### Exercise requirements
Can you recast all the items below as a JSON list of strings, one string per line, skipping blank lines and leaving out the pictures?

### Records for the exercise
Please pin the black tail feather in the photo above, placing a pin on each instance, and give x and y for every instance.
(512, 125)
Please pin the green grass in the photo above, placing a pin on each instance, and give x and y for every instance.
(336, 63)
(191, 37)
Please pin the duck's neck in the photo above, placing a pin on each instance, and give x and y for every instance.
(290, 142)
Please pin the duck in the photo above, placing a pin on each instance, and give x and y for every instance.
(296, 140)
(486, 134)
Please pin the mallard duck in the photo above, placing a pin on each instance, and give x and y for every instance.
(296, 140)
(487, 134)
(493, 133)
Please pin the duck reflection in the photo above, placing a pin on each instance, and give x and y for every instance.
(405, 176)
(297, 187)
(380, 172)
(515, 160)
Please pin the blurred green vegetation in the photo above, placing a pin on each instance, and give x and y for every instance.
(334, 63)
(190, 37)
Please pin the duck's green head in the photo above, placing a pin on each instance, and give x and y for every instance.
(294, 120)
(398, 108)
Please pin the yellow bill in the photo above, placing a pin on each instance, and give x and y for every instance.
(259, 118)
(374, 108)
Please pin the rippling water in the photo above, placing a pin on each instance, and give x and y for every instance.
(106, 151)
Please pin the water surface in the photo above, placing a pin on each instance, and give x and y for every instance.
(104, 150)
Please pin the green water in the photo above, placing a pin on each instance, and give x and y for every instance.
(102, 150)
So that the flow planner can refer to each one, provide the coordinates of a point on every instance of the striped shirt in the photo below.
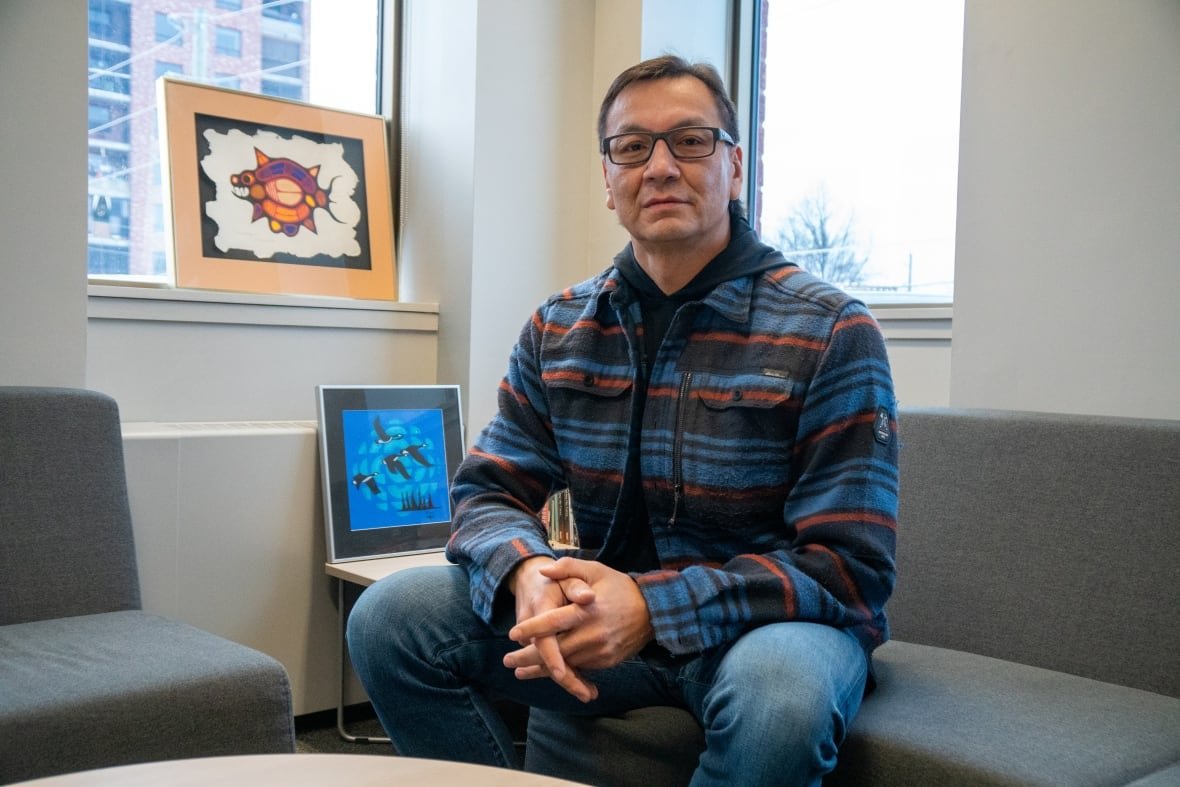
(767, 452)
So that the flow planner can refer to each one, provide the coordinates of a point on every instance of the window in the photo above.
(164, 67)
(221, 44)
(857, 138)
(110, 20)
(229, 41)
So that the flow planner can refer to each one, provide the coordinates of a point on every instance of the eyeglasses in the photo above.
(690, 142)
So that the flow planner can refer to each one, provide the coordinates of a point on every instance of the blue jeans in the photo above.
(774, 703)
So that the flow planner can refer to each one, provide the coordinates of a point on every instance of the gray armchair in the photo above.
(87, 679)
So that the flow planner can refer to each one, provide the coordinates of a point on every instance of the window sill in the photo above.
(168, 305)
(915, 322)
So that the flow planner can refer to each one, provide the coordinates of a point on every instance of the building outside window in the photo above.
(229, 41)
(856, 129)
(217, 41)
(168, 30)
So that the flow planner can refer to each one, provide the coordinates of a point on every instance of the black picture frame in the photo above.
(387, 456)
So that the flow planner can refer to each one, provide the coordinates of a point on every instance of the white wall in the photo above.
(1068, 247)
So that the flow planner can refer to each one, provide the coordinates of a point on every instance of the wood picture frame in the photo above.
(268, 195)
(387, 456)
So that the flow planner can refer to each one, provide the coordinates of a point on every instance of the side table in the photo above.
(365, 574)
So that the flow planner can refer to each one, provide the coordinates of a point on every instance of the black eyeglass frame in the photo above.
(719, 135)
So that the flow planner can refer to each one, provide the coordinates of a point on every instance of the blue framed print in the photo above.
(387, 456)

### Response
[
  "Please pin the black tail feather in the photo above, placing a pin on each instance, and give x and y for every instance.",
  "(512, 125)",
  "Please pin the green grass in the photo above, placing a pin on each instance, and give x and y for every instance.",
  "(336, 63)",
  "(191, 37)",
  "Please pin the duck's neck in the photo above, placing a pin on each instance, and give x and y for every instance.",
  "(290, 142)",
  "Please pin the duck in the photo above, placing a pin on each instance, and give x and y for every instance.",
  "(296, 140)",
  "(486, 134)",
  "Please pin the mallard duck in the photo above, placing a pin on each instance, and give x and y for every instance.",
  "(296, 140)",
  "(487, 134)",
  "(493, 133)",
  "Please pin the duck reflection in the photo above, placing a pin on each instance, and give x and y for every instance.",
  "(405, 176)",
  "(297, 187)",
  "(380, 172)",
  "(515, 160)",
  "Please pin the blurred green vegetation in the photo above, placing a pin on each instance, and give x and y for every instance.",
  "(334, 63)",
  "(190, 37)",
  "Please pin the duck's green head in the photo above, placing a pin on each instance, and give x and y for every instance.",
  "(294, 120)",
  "(398, 108)",
  "Please pin the yellow bill in the photo above, placing a pin on each instance, and give x and y for every instance.",
  "(259, 118)",
  "(374, 108)",
  "Please pin the rippling water in the photo above, placing a pin on each instance, and give x and y for every instance.",
  "(106, 151)",
  "Please pin the water surface in the photo above, placing a pin on each instance, and give x and y for every instance.",
  "(104, 150)",
  "Please pin the green water in the photo above, placing a pin on each instance, and give x and y for every instance.",
  "(102, 150)",
  "So that the flow planner can refer to each one, provide the coordinates of a point on every instance of the striped shirt in the photo below.",
  "(767, 452)",
  "So that the flow planner can refer to each one, provide the coordinates of a point on every instance of the window in the photo above.",
  "(164, 67)",
  "(221, 44)",
  "(857, 138)",
  "(110, 20)",
  "(229, 41)",
  "So that the flow planner can refer to each one, provide the coordinates of a point on every instance of the eyeglasses in the photo above.",
  "(690, 142)",
  "So that the flow planner can refer to each one, provide the coordinates of a point on every instance of the blue jeans in the photo above.",
  "(774, 703)",
  "So that the flow planner can refer to each one, provide the coordinates of a point on every instance of the gray armchair in the photo above.",
  "(87, 679)",
  "So that the flow planner can refer to each one, provide the coordinates of a point on every instance of the window sill in the photo above.",
  "(168, 305)",
  "(915, 322)",
  "So that the flow planner can refer to each one, provide the coordinates of a point on every instance of the building outside window in the photo above.",
  "(229, 41)",
  "(856, 129)",
  "(217, 41)",
  "(168, 30)",
  "So that the flow planner can refer to each one, provide the coordinates of a point on every instance of the black picture frame in the photo above.",
  "(387, 456)",
  "So that the flow planner can refer to each one, provide the coordinates of a point on every instance of the white wall in the photo above.",
  "(1068, 247)",
  "So that the flow planner can refer to each one, provide the coordinates of a point on every instance of the wood picture frame in the photo above.",
  "(268, 195)",
  "(387, 456)",
  "So that the flow planner can refer to each one, provide the coordinates of a point on every instance of the side table in the photo above.",
  "(365, 574)",
  "So that the flow planner can refer to each one, provide the coordinates of a point on every instance of the black eyeglass frame in the photo above.",
  "(719, 135)",
  "So that the flow planner can refer to each one, provide the coordinates of a point on every instance of the blue framed print in the photo above.",
  "(387, 456)"
]